BEGIN
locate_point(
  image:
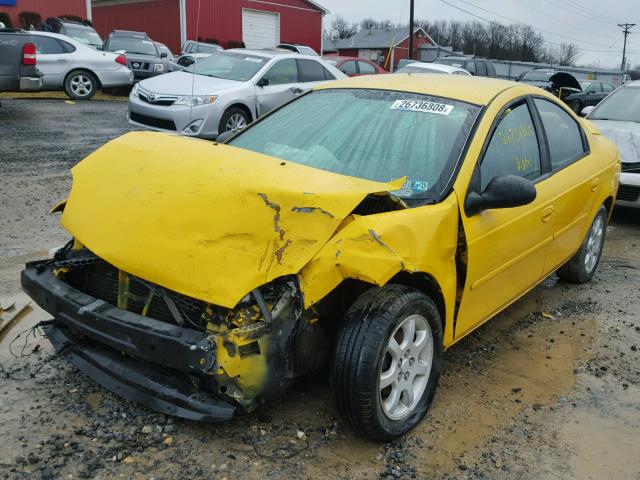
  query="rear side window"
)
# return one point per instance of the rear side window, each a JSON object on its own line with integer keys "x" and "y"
{"x": 349, "y": 67}
{"x": 513, "y": 149}
{"x": 470, "y": 67}
{"x": 563, "y": 134}
{"x": 311, "y": 71}
{"x": 283, "y": 71}
{"x": 47, "y": 45}
{"x": 366, "y": 68}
END
Request:
Copy the lines above, replacing each "rear side window" with "back side window" and leaving everything else unchanged. Omit the pictures.

Task output:
locate_point(
  image:
  query="back side window"
)
# return one point per instance of the back side window, each a JSON object on its own line with integer keys "x" and "y"
{"x": 349, "y": 67}
{"x": 513, "y": 149}
{"x": 470, "y": 67}
{"x": 563, "y": 134}
{"x": 311, "y": 71}
{"x": 283, "y": 71}
{"x": 47, "y": 45}
{"x": 366, "y": 68}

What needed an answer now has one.